## TASK DESCRIPTION
Repeat exactly the lines from the one containing "If you could tag every instance of the green" through the last line of the records below, both included, and nothing else.
┄┄┄┄┄┄
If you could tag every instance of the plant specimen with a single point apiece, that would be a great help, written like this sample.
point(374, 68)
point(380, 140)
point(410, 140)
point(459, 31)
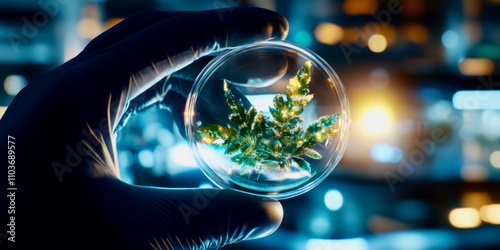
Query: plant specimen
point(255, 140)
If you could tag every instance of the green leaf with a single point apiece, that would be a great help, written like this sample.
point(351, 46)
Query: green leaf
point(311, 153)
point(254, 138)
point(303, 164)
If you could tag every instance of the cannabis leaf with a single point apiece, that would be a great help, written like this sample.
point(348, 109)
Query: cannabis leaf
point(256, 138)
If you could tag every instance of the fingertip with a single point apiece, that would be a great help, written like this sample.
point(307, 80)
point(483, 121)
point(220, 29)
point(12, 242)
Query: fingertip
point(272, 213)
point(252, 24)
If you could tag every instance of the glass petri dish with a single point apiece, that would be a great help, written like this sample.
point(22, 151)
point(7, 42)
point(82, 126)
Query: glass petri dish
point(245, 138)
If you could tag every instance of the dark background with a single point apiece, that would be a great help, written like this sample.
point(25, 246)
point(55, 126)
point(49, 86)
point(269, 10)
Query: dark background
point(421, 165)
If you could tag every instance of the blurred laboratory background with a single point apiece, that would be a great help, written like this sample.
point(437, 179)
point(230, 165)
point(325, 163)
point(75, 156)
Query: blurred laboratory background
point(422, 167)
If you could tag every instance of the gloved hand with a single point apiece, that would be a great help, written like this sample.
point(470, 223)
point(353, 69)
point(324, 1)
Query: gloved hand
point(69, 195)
┄┄┄┄┄┄
## TASK ANSWER
If you could tag every instance of the green leaf with a single point apiece, that would be a great help, written like this sample.
point(351, 46)
Query: green leaf
point(311, 153)
point(254, 138)
point(303, 164)
If you could tag every instance of the cannabis leaf with a single point apiece, that would be a great help, written like this sample.
point(348, 109)
Query: cannabis leaf
point(256, 138)
If you could tag every instance of the fingertip with a single point apiece, that would be a great help, written like this sample.
point(307, 80)
point(483, 121)
point(220, 29)
point(12, 242)
Query: fingertip
point(272, 213)
point(252, 24)
If you could tag every instance of the glass petri dish with a single point apiece, that would be a great help, written like this sample.
point(22, 151)
point(7, 42)
point(82, 126)
Query: glass petri dish
point(245, 138)
If you could tag every instance of the dark background with a single point apiece, that would be a great help, written like this sample.
point(25, 246)
point(55, 126)
point(49, 86)
point(269, 10)
Query: dark background
point(421, 165)
If you could tag every instance of the blurred laboratory background with a single point apiece, that would be a great help, written like this sample.
point(437, 179)
point(230, 165)
point(325, 163)
point(75, 156)
Query: blurred laboratory background
point(422, 167)
If you could tag every instance of the gloved hand with a single point apiece, that would be a great help, written like this sample.
point(470, 223)
point(353, 69)
point(324, 1)
Query: gloved hand
point(69, 195)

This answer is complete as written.